>> Start
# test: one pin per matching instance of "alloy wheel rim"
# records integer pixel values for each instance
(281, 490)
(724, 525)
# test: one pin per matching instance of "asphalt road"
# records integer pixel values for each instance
>> End
Problem requirements:
Write out every line of the material again, replacing "pixel values" with "pixel coordinates" wherever it occurs and keeping everything else the same.

Result of this exercise:
# test: one pin per matching instance of "alloy wheel rim"
# records integer pixel coordinates for each instance
(281, 490)
(724, 525)
# test: one pin per matching instance of "asphalt road"
# records integer pixel coordinates for each instance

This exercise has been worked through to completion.